_Work to be completed_
Substitute "pedestrian" for "walking person" in the entries below, starting at the very first entry and ending at the line that contains "[167, 181, 209, 206]". Reproduce those lines with everything else unchanged, and leave the pictures out.
──────── Material provided
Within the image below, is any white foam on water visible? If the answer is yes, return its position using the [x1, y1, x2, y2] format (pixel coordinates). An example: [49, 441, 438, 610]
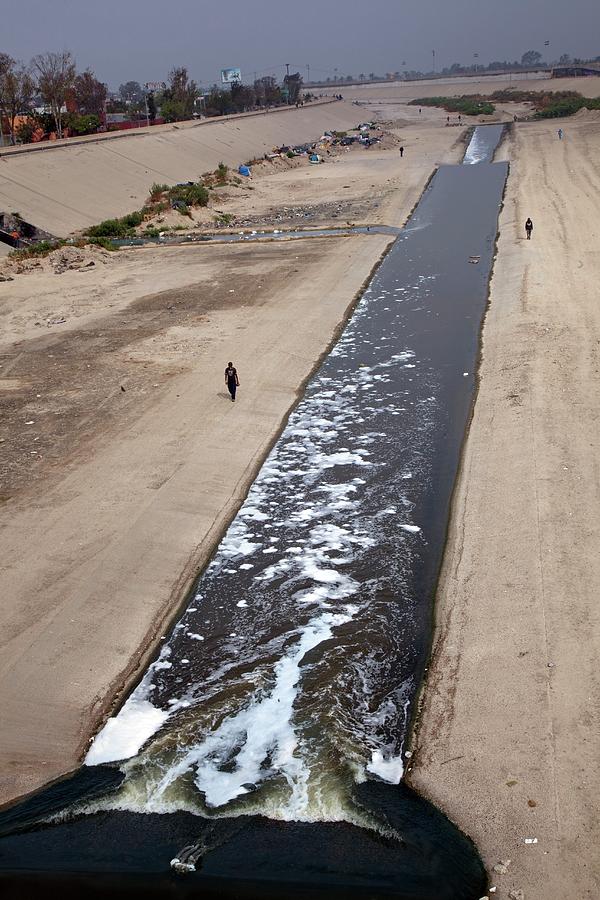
[146, 608, 356, 819]
[367, 750, 404, 784]
[84, 693, 170, 766]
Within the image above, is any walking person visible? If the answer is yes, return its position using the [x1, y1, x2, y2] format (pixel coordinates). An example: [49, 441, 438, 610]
[225, 362, 240, 403]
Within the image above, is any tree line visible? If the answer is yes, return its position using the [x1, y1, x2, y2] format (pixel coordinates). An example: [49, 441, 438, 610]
[0, 50, 302, 144]
[0, 50, 108, 144]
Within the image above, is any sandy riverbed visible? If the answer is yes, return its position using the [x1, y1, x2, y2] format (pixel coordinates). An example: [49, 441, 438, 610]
[0, 109, 462, 801]
[410, 113, 600, 900]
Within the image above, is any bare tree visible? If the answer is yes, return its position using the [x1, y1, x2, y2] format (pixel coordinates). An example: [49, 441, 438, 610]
[31, 50, 75, 138]
[0, 63, 35, 144]
[73, 69, 108, 116]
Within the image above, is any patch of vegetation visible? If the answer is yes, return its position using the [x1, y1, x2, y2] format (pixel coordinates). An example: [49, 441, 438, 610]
[8, 241, 67, 259]
[85, 210, 144, 238]
[83, 238, 117, 250]
[535, 97, 600, 119]
[409, 94, 496, 116]
[150, 181, 169, 203]
[167, 181, 209, 206]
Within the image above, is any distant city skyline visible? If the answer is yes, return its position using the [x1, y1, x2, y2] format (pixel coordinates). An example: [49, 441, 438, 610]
[0, 0, 600, 90]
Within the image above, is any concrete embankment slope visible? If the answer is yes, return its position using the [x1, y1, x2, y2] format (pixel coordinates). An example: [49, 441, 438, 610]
[0, 101, 361, 237]
[411, 114, 600, 900]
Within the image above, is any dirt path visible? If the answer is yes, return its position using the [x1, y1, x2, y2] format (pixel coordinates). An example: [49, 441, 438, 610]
[0, 119, 460, 802]
[411, 117, 600, 900]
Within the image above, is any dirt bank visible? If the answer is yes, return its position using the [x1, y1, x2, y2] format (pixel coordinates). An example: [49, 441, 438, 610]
[410, 116, 600, 900]
[0, 102, 359, 237]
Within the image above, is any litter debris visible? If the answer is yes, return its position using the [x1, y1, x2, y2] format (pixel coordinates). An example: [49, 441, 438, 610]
[493, 859, 511, 875]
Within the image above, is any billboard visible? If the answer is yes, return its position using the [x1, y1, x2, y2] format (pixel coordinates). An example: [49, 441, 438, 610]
[221, 69, 242, 84]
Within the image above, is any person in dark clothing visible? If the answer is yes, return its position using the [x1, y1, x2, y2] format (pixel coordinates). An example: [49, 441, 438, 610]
[225, 362, 240, 403]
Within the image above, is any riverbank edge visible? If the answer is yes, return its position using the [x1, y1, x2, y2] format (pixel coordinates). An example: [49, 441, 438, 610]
[0, 229, 406, 811]
[404, 151, 512, 832]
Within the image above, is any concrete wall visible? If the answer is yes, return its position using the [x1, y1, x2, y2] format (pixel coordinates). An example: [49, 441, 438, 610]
[0, 101, 361, 236]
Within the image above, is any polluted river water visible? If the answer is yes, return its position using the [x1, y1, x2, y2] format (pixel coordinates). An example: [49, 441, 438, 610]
[0, 126, 508, 900]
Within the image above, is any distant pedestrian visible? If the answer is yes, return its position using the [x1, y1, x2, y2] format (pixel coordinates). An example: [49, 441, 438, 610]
[225, 362, 240, 403]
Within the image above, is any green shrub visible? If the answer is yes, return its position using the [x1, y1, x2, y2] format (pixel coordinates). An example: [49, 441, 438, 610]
[409, 94, 496, 116]
[9, 241, 66, 259]
[120, 210, 144, 228]
[85, 219, 133, 238]
[87, 238, 117, 250]
[150, 181, 169, 203]
[169, 181, 209, 206]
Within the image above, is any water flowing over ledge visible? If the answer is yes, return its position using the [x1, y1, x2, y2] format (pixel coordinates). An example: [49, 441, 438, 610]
[0, 129, 507, 898]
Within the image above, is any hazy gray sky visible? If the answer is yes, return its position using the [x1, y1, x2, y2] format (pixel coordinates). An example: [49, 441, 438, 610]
[0, 0, 600, 88]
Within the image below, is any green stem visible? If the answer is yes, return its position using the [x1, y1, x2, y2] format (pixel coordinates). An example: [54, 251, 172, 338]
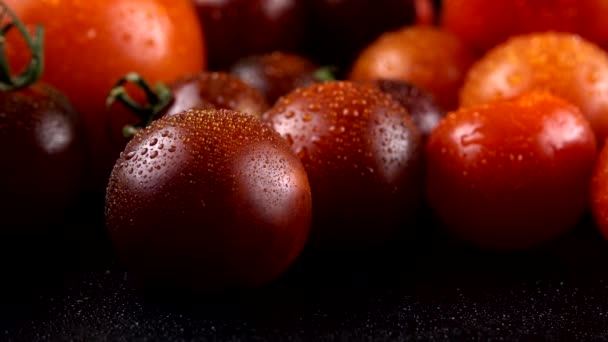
[106, 72, 173, 138]
[0, 1, 44, 91]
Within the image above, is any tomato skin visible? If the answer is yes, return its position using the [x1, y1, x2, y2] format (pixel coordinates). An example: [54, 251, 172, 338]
[441, 0, 608, 51]
[348, 26, 476, 110]
[262, 81, 423, 251]
[6, 0, 206, 190]
[460, 32, 608, 145]
[426, 93, 597, 250]
[0, 83, 85, 236]
[106, 109, 312, 290]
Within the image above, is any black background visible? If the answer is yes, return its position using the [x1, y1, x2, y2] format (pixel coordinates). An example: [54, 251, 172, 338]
[0, 196, 608, 341]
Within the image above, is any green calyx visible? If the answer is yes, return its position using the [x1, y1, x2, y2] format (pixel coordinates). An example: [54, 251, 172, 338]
[106, 72, 173, 138]
[0, 1, 44, 91]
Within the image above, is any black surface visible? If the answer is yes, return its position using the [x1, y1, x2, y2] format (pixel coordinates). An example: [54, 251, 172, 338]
[0, 196, 608, 341]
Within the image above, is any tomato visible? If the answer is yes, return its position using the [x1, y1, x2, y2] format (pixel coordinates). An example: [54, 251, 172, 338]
[106, 109, 312, 290]
[442, 0, 608, 51]
[262, 81, 423, 251]
[349, 26, 476, 109]
[426, 93, 597, 250]
[460, 32, 608, 144]
[191, 0, 310, 71]
[0, 3, 85, 235]
[6, 0, 205, 190]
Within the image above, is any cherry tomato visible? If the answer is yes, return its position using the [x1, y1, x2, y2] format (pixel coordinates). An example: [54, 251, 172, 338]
[191, 0, 309, 70]
[6, 0, 205, 190]
[262, 81, 423, 250]
[0, 2, 85, 235]
[230, 51, 319, 104]
[442, 0, 608, 51]
[106, 109, 311, 289]
[349, 26, 475, 110]
[460, 32, 608, 144]
[426, 93, 597, 250]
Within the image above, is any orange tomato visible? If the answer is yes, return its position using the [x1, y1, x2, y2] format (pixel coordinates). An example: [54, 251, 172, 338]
[6, 0, 206, 190]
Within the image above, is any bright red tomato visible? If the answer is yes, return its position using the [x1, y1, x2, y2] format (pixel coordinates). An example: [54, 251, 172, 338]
[442, 0, 608, 50]
[426, 93, 597, 250]
[6, 0, 206, 190]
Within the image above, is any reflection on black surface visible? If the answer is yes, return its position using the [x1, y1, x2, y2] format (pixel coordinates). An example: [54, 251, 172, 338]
[0, 194, 608, 340]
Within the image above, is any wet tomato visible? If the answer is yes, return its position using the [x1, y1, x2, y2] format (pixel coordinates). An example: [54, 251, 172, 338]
[349, 26, 476, 110]
[262, 81, 422, 250]
[442, 0, 608, 51]
[460, 32, 608, 145]
[106, 109, 311, 290]
[426, 93, 597, 250]
[373, 80, 446, 140]
[6, 0, 205, 190]
[191, 0, 308, 70]
[230, 51, 319, 104]
[0, 3, 85, 235]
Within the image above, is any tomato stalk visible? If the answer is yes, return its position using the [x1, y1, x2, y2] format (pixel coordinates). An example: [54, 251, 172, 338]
[106, 72, 173, 138]
[0, 1, 44, 91]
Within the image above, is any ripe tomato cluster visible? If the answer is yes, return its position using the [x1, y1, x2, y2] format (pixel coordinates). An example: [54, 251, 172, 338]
[5, 0, 608, 289]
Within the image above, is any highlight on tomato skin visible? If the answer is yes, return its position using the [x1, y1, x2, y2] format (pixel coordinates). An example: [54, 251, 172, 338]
[426, 92, 597, 250]
[262, 81, 423, 251]
[106, 109, 312, 291]
[441, 0, 608, 52]
[6, 0, 206, 192]
[460, 32, 608, 145]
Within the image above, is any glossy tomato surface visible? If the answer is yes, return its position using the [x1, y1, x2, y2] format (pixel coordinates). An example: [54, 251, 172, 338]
[0, 84, 85, 239]
[426, 93, 597, 250]
[262, 81, 422, 250]
[191, 0, 309, 71]
[349, 26, 476, 110]
[460, 32, 608, 145]
[441, 0, 608, 51]
[6, 0, 205, 189]
[106, 110, 311, 290]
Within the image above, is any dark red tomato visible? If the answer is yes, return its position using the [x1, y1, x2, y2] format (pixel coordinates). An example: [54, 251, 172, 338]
[106, 110, 311, 290]
[262, 81, 422, 250]
[0, 84, 85, 236]
[191, 0, 309, 70]
[6, 0, 205, 190]
[373, 80, 446, 140]
[460, 32, 608, 144]
[442, 0, 608, 51]
[108, 71, 269, 176]
[230, 51, 319, 104]
[165, 72, 269, 118]
[307, 0, 417, 67]
[426, 93, 597, 250]
[591, 145, 608, 239]
[349, 26, 476, 110]
[0, 2, 85, 236]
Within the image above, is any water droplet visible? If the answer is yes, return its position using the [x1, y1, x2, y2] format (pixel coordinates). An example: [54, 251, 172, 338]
[125, 151, 135, 160]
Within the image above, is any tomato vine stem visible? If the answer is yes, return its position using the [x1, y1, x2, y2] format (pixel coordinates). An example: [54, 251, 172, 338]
[106, 72, 173, 138]
[0, 1, 44, 91]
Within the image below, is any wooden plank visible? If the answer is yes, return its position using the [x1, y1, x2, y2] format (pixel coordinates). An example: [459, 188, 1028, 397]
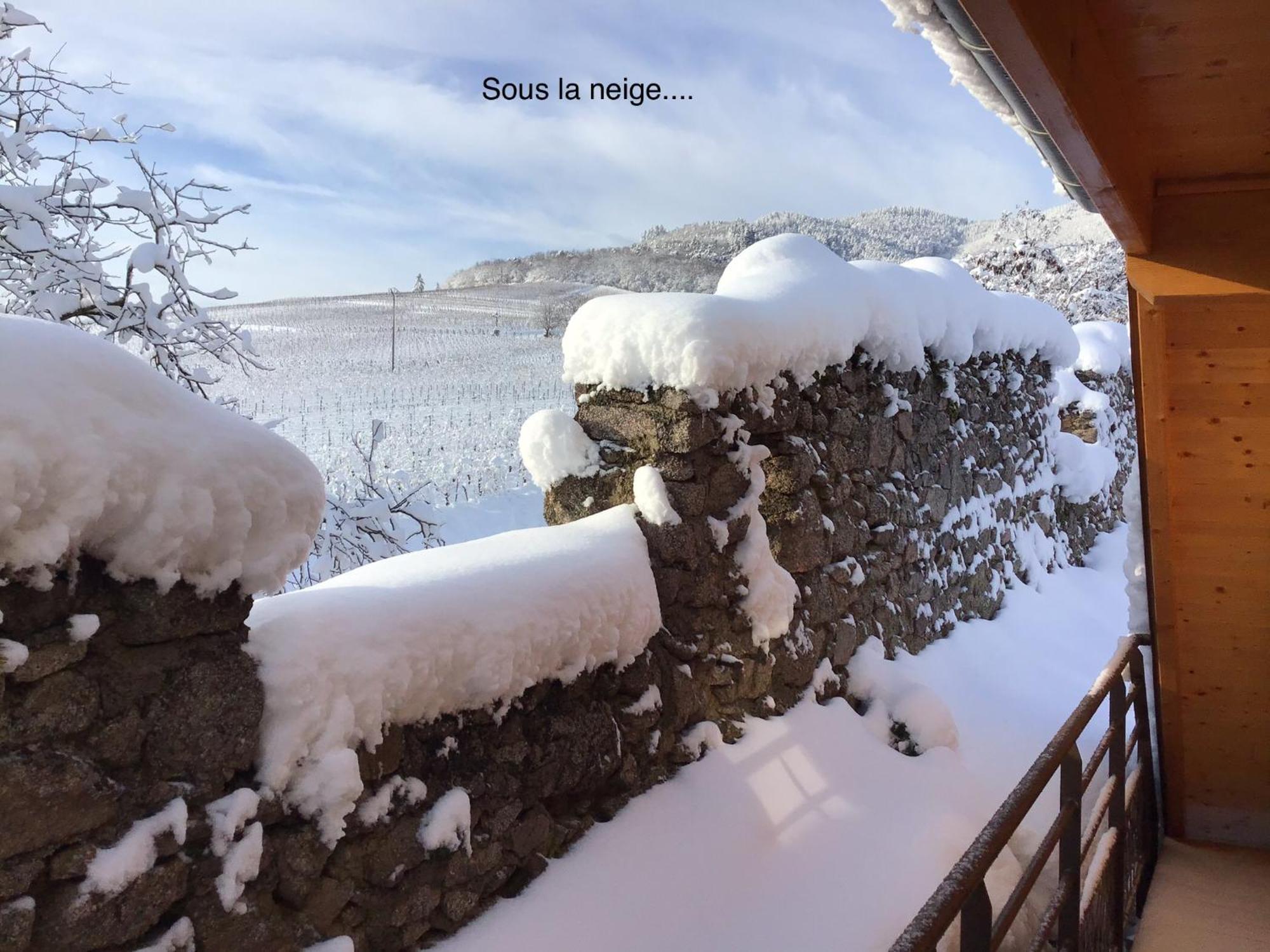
────────────────
_Written solution_
Within the image below, is any white foam on water visible? If the answer is yes, return its position using the [x1, y1, x2, y2] format (pixel coordinates). An example: [49, 441, 438, 610]
[146, 608, 356, 819]
[367, 750, 404, 784]
[84, 693, 170, 766]
Within the image above, is any pedestrian visible? If the answer is yes, return its position using the [x1, y1, x2, y2] format (pixel coordinates). An example: [49, 441, 438, 610]
[225, 362, 240, 403]
Within the image above, is any tree line visible? If the answer is yes, return its position using the [x1, y1, x2, y2] format (pixel coordinates). An example: [49, 441, 438, 610]
[0, 50, 302, 144]
[0, 50, 108, 144]
Within the image above, is any sandy riverbed visible? If the answer is yes, return its position using the [x1, y1, x2, y2] format (pixel coordinates). An example: [49, 441, 438, 610]
[0, 109, 462, 801]
[410, 113, 600, 900]
Within the image above, is any bare tree visible? If the answer is yes, return its position using the [x1, y1, x2, y2] format (pixel coordinates). An example: [49, 441, 438, 610]
[31, 50, 75, 138]
[0, 63, 35, 144]
[73, 69, 108, 116]
Within the image above, is any patch of vegetation visible? If the answer is yes, return its position using the [x1, y1, x2, y2] format (pixel coordinates). An example: [49, 441, 438, 610]
[8, 241, 67, 259]
[85, 210, 144, 238]
[83, 238, 117, 250]
[535, 97, 600, 119]
[409, 94, 496, 116]
[150, 181, 169, 203]
[167, 181, 209, 206]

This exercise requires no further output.